• Data for processing
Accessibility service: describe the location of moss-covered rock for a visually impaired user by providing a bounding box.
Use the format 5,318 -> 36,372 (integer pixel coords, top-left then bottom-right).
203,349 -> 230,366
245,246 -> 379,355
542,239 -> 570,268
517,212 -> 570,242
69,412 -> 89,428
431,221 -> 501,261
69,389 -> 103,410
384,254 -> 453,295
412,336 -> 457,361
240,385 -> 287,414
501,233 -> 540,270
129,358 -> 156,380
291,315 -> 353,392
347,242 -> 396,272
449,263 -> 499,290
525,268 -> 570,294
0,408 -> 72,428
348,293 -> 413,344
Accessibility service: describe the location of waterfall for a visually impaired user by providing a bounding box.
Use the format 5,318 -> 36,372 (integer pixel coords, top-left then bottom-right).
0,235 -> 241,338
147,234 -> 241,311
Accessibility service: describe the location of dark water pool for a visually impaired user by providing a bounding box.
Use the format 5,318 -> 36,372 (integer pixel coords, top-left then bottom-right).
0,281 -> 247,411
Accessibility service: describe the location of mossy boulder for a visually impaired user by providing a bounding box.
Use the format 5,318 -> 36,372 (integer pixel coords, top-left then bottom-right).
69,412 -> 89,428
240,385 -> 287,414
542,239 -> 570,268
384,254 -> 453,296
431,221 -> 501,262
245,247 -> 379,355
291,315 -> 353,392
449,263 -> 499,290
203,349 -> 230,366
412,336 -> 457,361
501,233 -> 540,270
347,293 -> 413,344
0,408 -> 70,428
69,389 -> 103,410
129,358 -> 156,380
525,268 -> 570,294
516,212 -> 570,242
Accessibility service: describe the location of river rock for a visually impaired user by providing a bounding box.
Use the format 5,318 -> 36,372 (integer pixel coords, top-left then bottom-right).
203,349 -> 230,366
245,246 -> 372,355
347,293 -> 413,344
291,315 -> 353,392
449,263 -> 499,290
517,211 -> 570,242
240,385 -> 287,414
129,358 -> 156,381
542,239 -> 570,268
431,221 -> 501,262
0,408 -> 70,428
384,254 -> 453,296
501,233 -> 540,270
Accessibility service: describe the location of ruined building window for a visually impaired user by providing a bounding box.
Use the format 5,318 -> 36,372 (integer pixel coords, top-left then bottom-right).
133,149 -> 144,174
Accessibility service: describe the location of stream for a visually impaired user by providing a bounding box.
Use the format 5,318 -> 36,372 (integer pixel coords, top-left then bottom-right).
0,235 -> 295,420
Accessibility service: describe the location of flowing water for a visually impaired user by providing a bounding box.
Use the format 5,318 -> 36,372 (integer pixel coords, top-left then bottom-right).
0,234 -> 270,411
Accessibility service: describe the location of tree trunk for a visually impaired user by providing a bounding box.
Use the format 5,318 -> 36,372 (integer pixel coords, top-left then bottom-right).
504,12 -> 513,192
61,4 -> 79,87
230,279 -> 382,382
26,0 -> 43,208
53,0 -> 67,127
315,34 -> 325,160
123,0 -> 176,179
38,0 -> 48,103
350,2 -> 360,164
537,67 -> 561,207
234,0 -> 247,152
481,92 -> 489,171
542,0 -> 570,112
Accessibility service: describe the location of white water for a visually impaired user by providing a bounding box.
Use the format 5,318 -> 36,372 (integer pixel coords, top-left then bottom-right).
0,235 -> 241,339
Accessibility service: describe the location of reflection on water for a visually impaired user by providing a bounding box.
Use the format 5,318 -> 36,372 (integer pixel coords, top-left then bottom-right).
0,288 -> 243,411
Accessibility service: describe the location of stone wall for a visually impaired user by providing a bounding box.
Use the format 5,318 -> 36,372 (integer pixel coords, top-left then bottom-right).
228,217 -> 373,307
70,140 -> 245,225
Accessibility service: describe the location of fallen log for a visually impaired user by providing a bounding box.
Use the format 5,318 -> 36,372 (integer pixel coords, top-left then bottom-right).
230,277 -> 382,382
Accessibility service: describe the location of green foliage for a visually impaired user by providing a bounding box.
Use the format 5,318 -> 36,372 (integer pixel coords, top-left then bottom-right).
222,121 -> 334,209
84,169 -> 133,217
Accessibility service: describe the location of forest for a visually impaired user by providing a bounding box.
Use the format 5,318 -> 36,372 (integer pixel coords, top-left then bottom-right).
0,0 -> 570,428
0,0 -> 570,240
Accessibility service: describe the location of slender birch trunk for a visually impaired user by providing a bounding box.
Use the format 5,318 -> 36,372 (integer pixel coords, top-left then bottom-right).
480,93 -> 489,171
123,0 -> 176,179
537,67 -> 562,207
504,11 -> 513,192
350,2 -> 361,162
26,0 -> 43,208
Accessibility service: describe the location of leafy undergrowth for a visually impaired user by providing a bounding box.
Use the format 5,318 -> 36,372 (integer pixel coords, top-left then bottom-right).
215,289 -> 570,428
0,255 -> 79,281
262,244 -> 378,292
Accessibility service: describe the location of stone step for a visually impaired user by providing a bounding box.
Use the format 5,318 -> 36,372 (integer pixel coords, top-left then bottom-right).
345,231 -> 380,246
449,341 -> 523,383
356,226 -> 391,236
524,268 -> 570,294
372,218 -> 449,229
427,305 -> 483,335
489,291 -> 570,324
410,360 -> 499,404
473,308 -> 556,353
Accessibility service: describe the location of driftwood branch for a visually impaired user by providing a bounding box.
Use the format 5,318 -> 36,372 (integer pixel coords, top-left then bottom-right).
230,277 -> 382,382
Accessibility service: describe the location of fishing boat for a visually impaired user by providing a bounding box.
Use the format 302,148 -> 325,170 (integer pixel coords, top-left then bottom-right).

• Stated exercise
Can you reproduce every record above word for word, with nothing changed or left out?

• Answer in full
Accessibility service: describe the location of moss-covered rock for a visually impaired user by providing a bounding box.
Use the format 5,318 -> 36,372 (integer pixel coords, top-left then bottom-right).
203,349 -> 230,366
245,246 -> 379,355
542,239 -> 570,268
517,212 -> 570,242
69,412 -> 89,428
431,221 -> 501,261
69,389 -> 103,410
384,254 -> 453,295
412,336 -> 457,361
240,385 -> 287,414
501,233 -> 540,270
129,358 -> 156,380
291,315 -> 353,392
347,242 -> 396,272
449,263 -> 499,290
525,268 -> 570,294
0,408 -> 72,428
348,293 -> 413,344
Accessibility service: describe the location of waterfall for a visually impaired user by providing a bounding box.
Use the format 5,318 -> 36,372 (integer pixel coords, top-left then bottom-right).
0,235 -> 241,338
147,234 -> 241,311
Accessibility service: describe the location of dark water pool for a visually impaired user by providing a bounding box.
Use the format 5,318 -> 36,372 (integer pixel coords, top-left then bottom-right).
0,281 -> 247,411
Accessibility service: describe the location of mossy boulder for a visually impaired user by providing a bounding box.
Use the format 5,318 -> 36,372 (integer pixel coords, top-left then bottom-right).
69,412 -> 89,428
240,385 -> 287,414
542,239 -> 570,268
384,254 -> 453,296
431,221 -> 501,262
245,247 -> 379,355
291,315 -> 353,392
449,263 -> 499,290
203,349 -> 230,366
412,336 -> 457,361
501,233 -> 540,270
347,293 -> 413,344
0,408 -> 70,428
69,389 -> 103,410
129,358 -> 156,380
525,268 -> 570,294
516,212 -> 570,242
Accessibility service: describe the location of river rock for a visually impaired user by providing a bounding box.
Use the format 5,318 -> 36,372 (integer pixel coords, top-left then bottom-right).
203,349 -> 230,366
245,246 -> 372,355
347,293 -> 413,344
291,315 -> 353,392
449,263 -> 499,290
517,211 -> 570,242
240,385 -> 287,414
129,358 -> 156,381
542,239 -> 570,268
431,221 -> 501,262
0,408 -> 70,428
384,254 -> 453,296
501,233 -> 540,270
Accessibility service: describe the location of ruined building window for a visually impaired user by providing a bounding box.
Use the format 5,318 -> 36,372 (integer pixel coords, top-left then bottom-right).
133,149 -> 144,174
Accessibility service: describe the location of stream for a visually impaired user by providing a bounding box.
Use the format 5,318 -> 36,372 (integer pixel coords, top-left then bottom-right).
0,235 -> 295,420
Accessibility service: describe the location of flowing water for a visually impaired user by providing a bounding box.
Use the format 5,318 -> 36,372 (integer pixel coords, top-left then bottom-right).
0,234 -> 270,411
Accessibility service: describe the location of tree trunk for a visually impaired user by providing a bounding box.
Use the format 5,318 -> 36,372 (integer pixel coords, top-left then bottom-right).
504,12 -> 513,192
61,4 -> 79,87
230,279 -> 382,382
26,0 -> 43,208
53,0 -> 67,127
315,34 -> 325,160
123,0 -> 176,179
38,0 -> 48,103
350,2 -> 360,164
537,67 -> 561,207
234,0 -> 247,152
481,92 -> 489,171
542,0 -> 570,112
Accessibility service: describe the location of white water for a visually impaired user by providing a bounding box.
Use the format 5,318 -> 36,372 (integer pixel coords, top-left then bottom-right).
0,235 -> 241,339
Accessibility service: describe the location of reflection on water for a visually impaired user by providing a bounding box.
Use the format 5,318 -> 36,372 (integer pixel coords, top-left then bottom-right).
0,288 -> 243,411
Accessibility service: describe the location of stone wall for a visually impaired user by providing a bounding box.
Use the format 5,318 -> 36,372 (integer pixel coords, top-left then bottom-right).
228,217 -> 373,307
70,140 -> 245,225
Accessibility service: describe the location of fallen log for a visually impaired user by providing a bounding box.
Use the format 5,318 -> 36,372 (integer pixel coords, top-left then bottom-right).
230,277 -> 382,382
Accessibility service: describe the location of green foliage for a visually impaired user by providing a bounding box.
Use the format 5,318 -> 36,372 (integer pixel coords, top-left then bottom-right).
222,121 -> 334,209
84,169 -> 133,217
Accessibility service: describe the location of forest for a visually impaired user by providing a bounding box.
Use the format 5,318 -> 36,372 (integer pixel coords, top-left then bottom-right).
0,0 -> 570,428
0,0 -> 570,240
Accessibility service: describe the location of slender birch trunk for a visually impaired user by providing a bounding box.
Use the format 5,318 -> 36,372 (integer pixel coords, top-left then bottom-right).
480,93 -> 489,171
123,0 -> 176,179
537,67 -> 562,207
504,11 -> 513,192
350,2 -> 361,162
26,0 -> 43,208
Accessibility service: describe the location of leafy undergrowth for a visually impaired user by providing a bounding box.
Use the format 5,318 -> 36,372 (integer pixel coords, top-left then bottom-right).
215,289 -> 570,428
0,255 -> 79,281
262,244 -> 378,292
Accessibility service: describe the location of stone step for a visually impaired user by providing a bounding box.
Use the format 5,318 -> 36,372 (integer pixel coords, top-left then bottom-right).
345,231 -> 380,246
449,341 -> 523,383
356,226 -> 391,236
524,268 -> 570,294
372,218 -> 449,229
427,305 -> 483,335
489,291 -> 570,324
410,360 -> 499,404
473,308 -> 556,353
Accessibility service: describe the location of driftwood branch for a visually impaired user by providing a bounding box.
Use the format 5,318 -> 36,372 (integer pixel coords, top-left then bottom-right).
230,277 -> 382,382
Accessibility service: describe the location of fishing boat for a visually impaired user by providing a bounding box.
Use the format 302,148 -> 325,170 (integer pixel coords, top-left then bottom-right).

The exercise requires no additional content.